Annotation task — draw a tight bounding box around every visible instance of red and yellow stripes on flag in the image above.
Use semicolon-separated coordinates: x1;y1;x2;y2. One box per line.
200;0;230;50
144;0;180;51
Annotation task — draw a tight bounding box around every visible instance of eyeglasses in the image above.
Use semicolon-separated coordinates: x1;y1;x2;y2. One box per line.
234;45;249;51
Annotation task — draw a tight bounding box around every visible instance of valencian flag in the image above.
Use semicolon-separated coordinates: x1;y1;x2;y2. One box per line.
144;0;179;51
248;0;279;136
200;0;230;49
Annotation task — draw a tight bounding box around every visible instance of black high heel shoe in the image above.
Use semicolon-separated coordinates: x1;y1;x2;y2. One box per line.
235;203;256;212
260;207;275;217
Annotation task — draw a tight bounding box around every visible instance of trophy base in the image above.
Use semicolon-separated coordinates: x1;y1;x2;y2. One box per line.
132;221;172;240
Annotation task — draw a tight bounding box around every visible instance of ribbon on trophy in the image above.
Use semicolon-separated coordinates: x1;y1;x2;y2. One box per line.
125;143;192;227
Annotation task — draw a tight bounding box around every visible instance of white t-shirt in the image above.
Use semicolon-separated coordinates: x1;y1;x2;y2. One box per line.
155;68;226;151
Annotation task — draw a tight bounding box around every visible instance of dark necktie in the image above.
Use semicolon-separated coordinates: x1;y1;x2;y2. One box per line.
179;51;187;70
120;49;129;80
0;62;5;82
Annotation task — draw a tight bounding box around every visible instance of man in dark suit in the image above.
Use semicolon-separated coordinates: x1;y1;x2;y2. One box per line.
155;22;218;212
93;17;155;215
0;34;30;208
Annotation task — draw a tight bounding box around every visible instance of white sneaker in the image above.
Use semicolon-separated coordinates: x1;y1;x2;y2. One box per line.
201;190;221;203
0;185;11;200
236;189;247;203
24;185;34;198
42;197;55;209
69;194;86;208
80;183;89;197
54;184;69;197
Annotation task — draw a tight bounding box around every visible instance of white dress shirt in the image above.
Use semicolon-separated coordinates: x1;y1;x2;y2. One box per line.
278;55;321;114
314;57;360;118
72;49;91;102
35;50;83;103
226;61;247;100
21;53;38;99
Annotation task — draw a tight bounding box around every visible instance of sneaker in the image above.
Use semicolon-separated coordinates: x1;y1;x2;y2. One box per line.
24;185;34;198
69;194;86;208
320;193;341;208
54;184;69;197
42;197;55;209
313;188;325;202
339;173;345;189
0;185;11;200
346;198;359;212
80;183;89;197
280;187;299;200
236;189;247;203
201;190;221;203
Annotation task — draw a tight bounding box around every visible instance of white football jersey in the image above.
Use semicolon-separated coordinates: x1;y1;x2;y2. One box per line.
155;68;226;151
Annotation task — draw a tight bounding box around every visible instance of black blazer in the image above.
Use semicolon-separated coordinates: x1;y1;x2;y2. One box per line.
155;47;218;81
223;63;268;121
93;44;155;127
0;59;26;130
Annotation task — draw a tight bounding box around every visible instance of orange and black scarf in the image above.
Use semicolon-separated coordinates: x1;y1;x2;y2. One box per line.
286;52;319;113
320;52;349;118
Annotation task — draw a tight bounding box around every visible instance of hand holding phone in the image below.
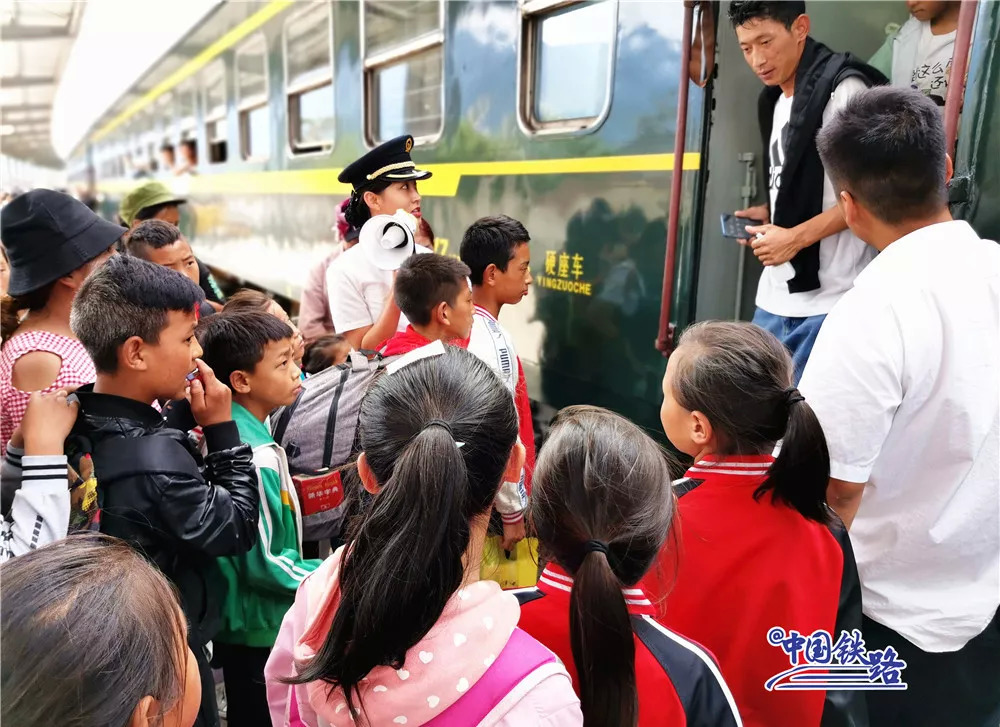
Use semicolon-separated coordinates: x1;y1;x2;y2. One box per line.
719;215;764;240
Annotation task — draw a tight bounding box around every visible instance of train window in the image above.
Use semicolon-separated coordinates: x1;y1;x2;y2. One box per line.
362;0;444;144
202;58;229;164
284;2;334;154
236;35;271;160
176;82;198;139
519;0;618;133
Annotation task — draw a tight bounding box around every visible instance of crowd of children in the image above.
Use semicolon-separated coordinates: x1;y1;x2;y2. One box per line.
0;45;1000;727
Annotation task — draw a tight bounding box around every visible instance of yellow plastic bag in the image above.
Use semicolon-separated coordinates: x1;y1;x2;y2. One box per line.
479;535;538;588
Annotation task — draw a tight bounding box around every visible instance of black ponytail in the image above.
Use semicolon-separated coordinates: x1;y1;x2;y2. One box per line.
569;551;639;727
529;406;678;727
671;321;830;524
344;179;392;229
754;398;830;524
291;347;517;718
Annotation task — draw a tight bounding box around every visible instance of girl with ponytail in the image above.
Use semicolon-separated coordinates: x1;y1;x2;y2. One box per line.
265;342;582;727
647;322;867;727
517;406;740;727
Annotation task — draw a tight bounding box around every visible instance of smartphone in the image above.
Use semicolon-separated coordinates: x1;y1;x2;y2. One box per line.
719;215;764;240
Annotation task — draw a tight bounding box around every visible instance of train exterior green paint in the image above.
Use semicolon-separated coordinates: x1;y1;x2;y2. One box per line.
76;0;998;433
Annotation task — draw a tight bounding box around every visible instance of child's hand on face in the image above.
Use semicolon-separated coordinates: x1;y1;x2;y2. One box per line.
21;389;80;455
187;358;233;427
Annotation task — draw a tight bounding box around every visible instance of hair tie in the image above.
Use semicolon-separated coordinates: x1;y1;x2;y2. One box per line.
785;386;806;406
420;419;455;439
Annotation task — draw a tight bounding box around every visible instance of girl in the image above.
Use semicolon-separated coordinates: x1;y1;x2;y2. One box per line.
0;189;125;453
0;534;201;727
222;288;306;369
327;136;431;350
648;322;866;727
518;406;740;727
265;342;582;727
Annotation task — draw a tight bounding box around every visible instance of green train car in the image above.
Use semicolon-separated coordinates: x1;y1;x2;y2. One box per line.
71;0;1000;434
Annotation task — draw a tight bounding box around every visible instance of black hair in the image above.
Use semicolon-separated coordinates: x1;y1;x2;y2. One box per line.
125;218;181;260
816;86;948;225
134;201;179;220
222;288;274;313
195;311;294;396
291;346;517;724
344;179;392;230
0;280;53;343
70;255;205;373
529;406;678;727
729;0;806;29
670;321;830;523
302;333;350;375
0;533;188;727
459;215;531;285
393;253;469;326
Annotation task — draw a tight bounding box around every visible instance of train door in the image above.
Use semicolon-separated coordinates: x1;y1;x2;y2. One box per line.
695;0;908;320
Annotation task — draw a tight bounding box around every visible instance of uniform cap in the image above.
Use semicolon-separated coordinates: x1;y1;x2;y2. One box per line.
337;135;431;189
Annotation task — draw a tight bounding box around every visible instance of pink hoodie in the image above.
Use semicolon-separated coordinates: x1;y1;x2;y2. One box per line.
264;548;583;727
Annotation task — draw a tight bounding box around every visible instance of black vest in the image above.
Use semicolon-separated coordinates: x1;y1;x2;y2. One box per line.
757;38;888;293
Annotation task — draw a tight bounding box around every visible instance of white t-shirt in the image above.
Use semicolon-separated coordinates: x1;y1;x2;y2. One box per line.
757;78;875;318
892;18;956;101
799;221;1000;652
326;245;409;333
468;305;528;522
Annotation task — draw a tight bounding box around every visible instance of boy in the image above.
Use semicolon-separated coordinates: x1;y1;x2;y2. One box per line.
869;0;962;106
70;255;258;726
381;253;474;356
459;215;535;550
729;0;886;382
198;311;320;727
125;219;215;317
118;182;226;310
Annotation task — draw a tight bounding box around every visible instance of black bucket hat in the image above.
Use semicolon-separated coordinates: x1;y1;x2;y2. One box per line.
0;189;125;295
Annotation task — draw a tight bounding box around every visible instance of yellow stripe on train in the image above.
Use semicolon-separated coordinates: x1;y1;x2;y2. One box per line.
97;152;701;197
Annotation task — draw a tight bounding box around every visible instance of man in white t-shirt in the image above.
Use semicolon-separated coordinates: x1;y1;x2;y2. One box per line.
729;1;886;380
869;0;962;106
801;88;1000;725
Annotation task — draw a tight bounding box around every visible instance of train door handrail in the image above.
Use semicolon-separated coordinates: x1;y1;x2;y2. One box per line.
656;3;694;356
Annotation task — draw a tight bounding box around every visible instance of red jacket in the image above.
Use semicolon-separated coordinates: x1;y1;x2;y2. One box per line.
643;456;864;727
514;563;740;727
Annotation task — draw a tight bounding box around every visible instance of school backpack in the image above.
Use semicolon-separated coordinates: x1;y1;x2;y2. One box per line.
271;351;388;540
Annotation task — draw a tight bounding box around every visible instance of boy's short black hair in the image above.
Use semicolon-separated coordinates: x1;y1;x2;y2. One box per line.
196;311;294;388
816;86;948;225
393;252;469;326
729;0;806;29
125;220;181;260
302;333;350;374
135;202;180;220
70;255;205;374
459;215;531;285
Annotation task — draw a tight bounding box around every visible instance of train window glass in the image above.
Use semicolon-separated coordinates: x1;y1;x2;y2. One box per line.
202;59;229;164
520;0;618;132
363;0;444;144
236;35;271;159
284;2;334;154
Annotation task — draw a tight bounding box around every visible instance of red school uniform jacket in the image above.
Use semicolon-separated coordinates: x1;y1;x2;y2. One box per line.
513;563;742;727
643;456;867;727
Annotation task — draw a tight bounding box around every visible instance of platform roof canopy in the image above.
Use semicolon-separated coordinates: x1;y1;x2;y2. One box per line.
0;0;87;166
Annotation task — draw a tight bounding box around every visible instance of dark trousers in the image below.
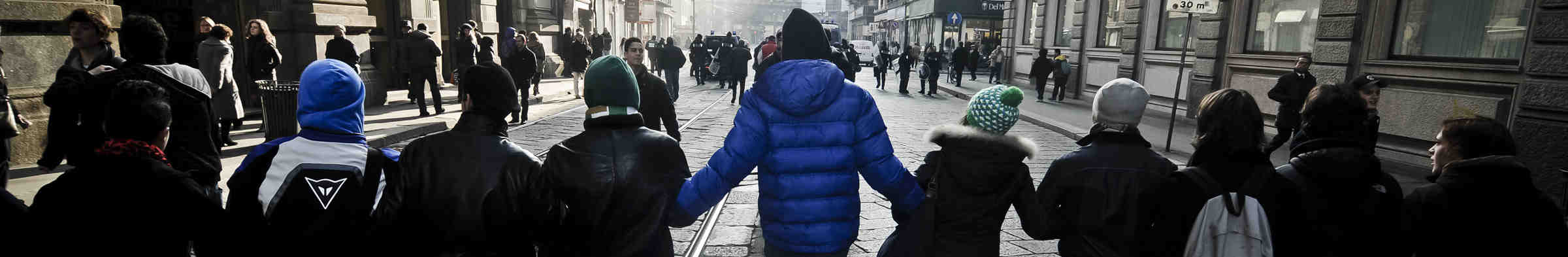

*SHORT PROBLEM*: Write out the items word for word, starting with the line that contains "glass in the image above." and continuing through the end of the items, with both ends included. Leave the pictures out of your answer.

*ANSWER IN FULL*:
Annotation task — draw a tight bounding box around every visible instance of train window glass in the image above.
Use semicolon-separated coordinates: x1;y1;x2;y2. One box per line.
202;59;229;164
520;0;618;132
363;0;444;144
236;35;271;159
284;2;334;154
Annotation task — draw a tight bounding box around every visible instance of red school uniform jacket in the image above.
Use semicolon-separated coordinates: x1;y1;x2;y2. One box per line.
513;563;742;727
643;456;867;727
Annotation task — draw a tight bounding box around every visible instance of platform roof canopy in the image above.
Use semicolon-separated coordinates: x1;y1;x2;y2. One box per line.
0;0;87;166
Annotation task — draw a tight bounding box around every visible instance of dark trousers in the image below.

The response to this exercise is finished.